(Excerpts of labeled region data)
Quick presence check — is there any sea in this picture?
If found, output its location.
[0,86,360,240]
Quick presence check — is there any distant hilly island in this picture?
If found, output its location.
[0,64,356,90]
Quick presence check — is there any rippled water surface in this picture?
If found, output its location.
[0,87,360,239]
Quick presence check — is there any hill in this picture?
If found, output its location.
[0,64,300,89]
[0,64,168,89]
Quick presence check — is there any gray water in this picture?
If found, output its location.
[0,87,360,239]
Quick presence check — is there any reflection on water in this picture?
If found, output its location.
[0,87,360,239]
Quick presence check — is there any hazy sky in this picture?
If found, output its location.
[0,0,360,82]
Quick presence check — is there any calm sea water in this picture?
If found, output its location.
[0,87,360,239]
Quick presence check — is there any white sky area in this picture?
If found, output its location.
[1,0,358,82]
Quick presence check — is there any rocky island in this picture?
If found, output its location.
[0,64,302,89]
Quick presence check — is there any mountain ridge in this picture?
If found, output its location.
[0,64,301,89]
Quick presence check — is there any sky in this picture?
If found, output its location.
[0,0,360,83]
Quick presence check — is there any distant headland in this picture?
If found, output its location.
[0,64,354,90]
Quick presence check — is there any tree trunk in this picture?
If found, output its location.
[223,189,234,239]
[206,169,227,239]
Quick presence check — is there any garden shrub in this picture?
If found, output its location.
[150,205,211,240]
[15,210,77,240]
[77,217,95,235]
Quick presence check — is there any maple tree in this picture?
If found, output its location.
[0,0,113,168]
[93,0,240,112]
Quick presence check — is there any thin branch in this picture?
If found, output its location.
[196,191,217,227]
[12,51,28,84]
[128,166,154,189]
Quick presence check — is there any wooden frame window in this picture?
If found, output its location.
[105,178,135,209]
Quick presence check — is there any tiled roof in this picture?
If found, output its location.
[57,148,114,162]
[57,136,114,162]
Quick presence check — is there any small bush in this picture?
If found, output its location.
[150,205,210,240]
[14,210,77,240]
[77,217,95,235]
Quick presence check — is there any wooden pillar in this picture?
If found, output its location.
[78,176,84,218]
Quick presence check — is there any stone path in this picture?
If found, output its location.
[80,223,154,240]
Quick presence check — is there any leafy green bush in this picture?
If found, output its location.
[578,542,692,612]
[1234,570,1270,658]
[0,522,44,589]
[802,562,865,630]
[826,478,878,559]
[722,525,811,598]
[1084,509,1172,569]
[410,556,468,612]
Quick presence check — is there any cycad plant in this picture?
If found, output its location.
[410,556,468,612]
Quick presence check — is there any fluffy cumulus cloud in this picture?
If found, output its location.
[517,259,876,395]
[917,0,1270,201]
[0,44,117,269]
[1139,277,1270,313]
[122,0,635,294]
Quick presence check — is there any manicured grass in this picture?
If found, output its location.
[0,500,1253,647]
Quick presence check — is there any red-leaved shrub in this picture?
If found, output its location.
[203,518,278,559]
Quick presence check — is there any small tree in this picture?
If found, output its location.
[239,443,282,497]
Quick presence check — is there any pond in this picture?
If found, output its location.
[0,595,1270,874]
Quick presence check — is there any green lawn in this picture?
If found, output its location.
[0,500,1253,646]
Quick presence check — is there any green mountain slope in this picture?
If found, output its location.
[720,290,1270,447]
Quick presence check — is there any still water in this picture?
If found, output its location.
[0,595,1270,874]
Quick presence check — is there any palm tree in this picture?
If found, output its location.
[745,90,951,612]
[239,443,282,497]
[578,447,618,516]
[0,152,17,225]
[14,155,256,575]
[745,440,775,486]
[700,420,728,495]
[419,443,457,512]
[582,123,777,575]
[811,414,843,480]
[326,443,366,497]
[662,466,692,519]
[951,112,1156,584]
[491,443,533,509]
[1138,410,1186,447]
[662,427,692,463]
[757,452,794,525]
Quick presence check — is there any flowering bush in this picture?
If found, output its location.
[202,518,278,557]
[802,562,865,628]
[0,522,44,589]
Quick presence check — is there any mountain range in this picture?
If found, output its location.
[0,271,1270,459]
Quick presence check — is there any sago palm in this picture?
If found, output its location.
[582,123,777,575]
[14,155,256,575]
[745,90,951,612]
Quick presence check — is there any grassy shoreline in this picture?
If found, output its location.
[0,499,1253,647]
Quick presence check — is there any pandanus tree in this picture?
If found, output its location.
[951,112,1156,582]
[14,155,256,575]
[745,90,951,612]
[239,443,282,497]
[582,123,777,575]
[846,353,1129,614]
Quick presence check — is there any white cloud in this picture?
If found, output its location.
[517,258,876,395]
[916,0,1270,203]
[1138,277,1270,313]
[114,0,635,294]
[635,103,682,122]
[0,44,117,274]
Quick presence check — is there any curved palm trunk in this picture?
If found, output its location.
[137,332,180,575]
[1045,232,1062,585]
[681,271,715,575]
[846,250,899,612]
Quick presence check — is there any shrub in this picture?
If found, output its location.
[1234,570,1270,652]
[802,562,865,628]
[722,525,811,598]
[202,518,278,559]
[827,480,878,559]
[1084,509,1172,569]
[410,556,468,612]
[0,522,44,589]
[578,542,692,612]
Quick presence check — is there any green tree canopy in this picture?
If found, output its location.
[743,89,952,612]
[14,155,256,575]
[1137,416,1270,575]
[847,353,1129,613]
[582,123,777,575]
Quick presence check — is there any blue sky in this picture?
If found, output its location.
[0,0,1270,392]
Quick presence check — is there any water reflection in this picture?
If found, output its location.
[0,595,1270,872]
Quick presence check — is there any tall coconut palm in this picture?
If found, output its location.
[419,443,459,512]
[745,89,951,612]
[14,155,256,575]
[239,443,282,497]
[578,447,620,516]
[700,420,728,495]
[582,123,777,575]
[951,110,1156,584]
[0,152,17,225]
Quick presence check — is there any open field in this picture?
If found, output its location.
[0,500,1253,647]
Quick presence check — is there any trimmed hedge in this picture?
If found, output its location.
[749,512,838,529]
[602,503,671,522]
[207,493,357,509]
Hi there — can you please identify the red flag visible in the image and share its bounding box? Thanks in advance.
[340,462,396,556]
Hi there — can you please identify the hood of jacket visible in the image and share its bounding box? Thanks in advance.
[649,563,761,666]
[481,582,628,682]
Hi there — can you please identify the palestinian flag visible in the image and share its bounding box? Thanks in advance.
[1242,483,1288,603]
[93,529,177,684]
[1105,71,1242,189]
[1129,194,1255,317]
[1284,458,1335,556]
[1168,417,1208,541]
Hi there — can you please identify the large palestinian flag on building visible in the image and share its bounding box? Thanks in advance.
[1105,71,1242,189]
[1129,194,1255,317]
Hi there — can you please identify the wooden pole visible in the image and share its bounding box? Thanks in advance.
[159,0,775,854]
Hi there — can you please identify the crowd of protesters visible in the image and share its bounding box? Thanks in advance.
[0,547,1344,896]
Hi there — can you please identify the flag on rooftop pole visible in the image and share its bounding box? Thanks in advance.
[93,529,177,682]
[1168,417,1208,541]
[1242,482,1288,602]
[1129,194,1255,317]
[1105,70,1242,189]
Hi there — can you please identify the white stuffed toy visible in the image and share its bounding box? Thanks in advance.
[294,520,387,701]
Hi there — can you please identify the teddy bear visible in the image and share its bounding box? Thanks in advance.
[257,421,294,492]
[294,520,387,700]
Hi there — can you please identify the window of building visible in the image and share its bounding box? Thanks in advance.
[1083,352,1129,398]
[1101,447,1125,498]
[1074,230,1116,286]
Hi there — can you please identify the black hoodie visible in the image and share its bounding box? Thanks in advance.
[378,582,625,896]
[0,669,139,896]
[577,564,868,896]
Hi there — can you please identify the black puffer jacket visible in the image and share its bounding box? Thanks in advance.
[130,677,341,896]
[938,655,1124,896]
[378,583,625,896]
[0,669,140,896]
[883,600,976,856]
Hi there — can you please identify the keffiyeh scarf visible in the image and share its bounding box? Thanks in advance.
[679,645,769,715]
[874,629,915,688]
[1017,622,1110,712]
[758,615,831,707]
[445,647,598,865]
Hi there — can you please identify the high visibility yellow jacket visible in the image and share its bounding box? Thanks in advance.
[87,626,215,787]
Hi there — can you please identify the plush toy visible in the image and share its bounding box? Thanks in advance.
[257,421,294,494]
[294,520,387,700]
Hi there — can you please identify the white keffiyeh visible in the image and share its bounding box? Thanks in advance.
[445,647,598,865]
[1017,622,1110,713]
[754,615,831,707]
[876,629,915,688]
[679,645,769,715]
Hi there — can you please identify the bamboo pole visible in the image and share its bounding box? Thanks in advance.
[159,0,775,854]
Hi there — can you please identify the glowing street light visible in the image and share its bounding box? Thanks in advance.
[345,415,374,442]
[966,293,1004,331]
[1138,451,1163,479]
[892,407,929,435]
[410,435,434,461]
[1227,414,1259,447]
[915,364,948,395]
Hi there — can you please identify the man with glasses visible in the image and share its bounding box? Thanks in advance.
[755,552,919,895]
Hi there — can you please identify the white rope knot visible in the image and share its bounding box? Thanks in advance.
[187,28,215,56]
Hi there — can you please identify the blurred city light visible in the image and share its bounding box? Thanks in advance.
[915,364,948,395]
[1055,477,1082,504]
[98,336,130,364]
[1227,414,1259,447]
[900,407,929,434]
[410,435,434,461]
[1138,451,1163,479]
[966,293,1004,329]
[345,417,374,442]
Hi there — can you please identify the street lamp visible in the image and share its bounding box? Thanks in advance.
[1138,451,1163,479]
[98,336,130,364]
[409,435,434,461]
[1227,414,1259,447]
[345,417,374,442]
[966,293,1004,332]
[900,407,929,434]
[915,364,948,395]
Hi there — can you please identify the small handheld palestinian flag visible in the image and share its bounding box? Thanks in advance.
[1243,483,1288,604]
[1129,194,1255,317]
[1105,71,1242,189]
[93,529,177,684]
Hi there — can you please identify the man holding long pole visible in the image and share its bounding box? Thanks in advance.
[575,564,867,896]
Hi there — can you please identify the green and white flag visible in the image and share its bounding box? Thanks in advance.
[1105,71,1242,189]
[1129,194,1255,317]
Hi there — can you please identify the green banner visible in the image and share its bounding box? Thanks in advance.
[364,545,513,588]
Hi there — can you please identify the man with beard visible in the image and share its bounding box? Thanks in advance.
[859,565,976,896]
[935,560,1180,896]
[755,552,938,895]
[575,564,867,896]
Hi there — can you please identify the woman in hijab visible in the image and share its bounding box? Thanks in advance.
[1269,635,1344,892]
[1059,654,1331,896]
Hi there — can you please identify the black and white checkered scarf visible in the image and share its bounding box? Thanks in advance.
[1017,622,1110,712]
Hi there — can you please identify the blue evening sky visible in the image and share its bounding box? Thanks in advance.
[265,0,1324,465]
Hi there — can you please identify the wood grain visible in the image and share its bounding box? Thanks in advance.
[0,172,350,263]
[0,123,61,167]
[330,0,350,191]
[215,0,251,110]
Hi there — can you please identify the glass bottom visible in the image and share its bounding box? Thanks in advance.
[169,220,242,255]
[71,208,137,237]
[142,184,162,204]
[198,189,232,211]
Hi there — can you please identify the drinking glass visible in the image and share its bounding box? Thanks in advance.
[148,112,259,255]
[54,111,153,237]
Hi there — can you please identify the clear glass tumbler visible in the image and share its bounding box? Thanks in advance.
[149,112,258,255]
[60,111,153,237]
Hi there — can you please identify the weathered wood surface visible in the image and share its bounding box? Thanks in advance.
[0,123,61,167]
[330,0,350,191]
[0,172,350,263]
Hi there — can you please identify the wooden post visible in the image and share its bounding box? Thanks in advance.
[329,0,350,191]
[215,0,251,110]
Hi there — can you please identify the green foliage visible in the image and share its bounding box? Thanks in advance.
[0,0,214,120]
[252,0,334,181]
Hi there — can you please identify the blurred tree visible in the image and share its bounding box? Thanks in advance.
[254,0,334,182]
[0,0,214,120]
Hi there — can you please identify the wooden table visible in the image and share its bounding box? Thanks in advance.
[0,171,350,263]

• Given request: Rewrite the rows between the line containing "Hi there — can you please identify the window" and the line containing "[883,600,976,856]", inclusive, keeping the requests unchanged. Multiply each box coordinate in the answers by 2.3 and round it to a whole number, with halves rounding up.

• Answer to this problem:
Hi there — can you please identify the window of building visible in the image and share its bounding box? Thanks in advance.
[2491,810,2597,915]
[2532,1028,2588,1145]
[2470,529,2567,658]
Hi there — can you please identify the black hoodie visible in the image and share its bounding box? Thanks in advance.
[869,1339,1438,2061]
[0,1539,320,2061]
[1327,1297,1996,2061]
Hi there — can you please identify the black puffer jacket visible in the image and share its bounding box? Thanks in advance.
[299,1557,784,2061]
[2157,1507,2585,2061]
[869,1341,1438,2061]
[0,1539,322,2061]
[2031,1380,2245,1969]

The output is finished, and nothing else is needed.